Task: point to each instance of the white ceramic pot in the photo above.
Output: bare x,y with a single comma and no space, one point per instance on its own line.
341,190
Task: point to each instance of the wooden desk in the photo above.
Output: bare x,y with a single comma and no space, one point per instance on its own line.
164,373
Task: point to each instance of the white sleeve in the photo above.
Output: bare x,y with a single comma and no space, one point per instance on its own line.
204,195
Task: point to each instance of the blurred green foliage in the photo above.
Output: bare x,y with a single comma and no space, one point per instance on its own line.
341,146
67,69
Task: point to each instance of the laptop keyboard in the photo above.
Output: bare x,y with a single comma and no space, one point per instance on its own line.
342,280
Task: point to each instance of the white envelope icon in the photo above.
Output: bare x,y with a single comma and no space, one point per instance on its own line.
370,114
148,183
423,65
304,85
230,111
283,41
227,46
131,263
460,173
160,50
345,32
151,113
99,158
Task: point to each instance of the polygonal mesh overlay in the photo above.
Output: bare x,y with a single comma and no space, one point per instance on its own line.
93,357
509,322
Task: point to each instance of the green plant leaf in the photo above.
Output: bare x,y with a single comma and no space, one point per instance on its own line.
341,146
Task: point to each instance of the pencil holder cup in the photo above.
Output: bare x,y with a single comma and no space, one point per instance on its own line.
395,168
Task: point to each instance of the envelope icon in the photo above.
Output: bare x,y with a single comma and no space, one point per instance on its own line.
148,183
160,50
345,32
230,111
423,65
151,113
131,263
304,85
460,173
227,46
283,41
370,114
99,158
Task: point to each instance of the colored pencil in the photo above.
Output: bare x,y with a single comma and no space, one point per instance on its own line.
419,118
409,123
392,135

○ ○ ○ ○

Copy all of the lines above word for word.

Answer to this problem:
Task: point to each instance of the white ceramic pot in the photo above.
Output: bare x,y with a single comma and no space, one point per instance on its own line.
341,190
Task: point to each instance of the wooden desk in the photo above.
Output: bare x,y with a single comma and no space, one point per instance on its own line.
164,373
Task: point to each instance of the white sleeve in the photo above.
Output: bare x,y with a single comma and no space, one point per instance on its own line.
204,195
Task: point to each instance of the blurred green foliage in the photo above.
Output: bare x,y with a single comma and no space, one point per instance on its own line.
341,146
67,69
Task: point to each instance of the laptop keyboard in the photo above.
Output: bare x,y with a single comma and no space, one point per instance on its own line.
342,280
Task: point to each instance of the white envelope icon in the photo above.
Output: bare x,y with a single comma and no space, one point per instance on its own line.
370,114
148,183
423,65
304,85
230,111
283,41
227,46
131,263
460,173
160,50
345,32
151,113
99,158
Task: point to each instance of the polygonal mesh overlay in the photo above.
Output: bare x,y with a single comma and no space, one point per instance on its own line.
93,357
509,322
Task: point to each instance of the green plant leaf in the photo above.
Output: bare x,y with a single comma and no space, one point per instance on its own line.
341,146
Task: point to each instance of the pencil holder cup in the photo above.
Output: bare x,y with a single comma and no space, one point per instance on its own line.
395,168
Task: point to each instance of the envelope icon in the photo above.
Output: bare x,y with a single comma and no space, one point per instance on its own line.
148,183
160,50
345,32
230,111
423,65
151,113
131,263
304,85
460,173
227,46
283,41
370,114
99,158
Task: point to each instance of the colored pencil in the photo above.
Output: bare x,y with a single comma and no space, one point per instance on its own line.
419,118
409,123
392,135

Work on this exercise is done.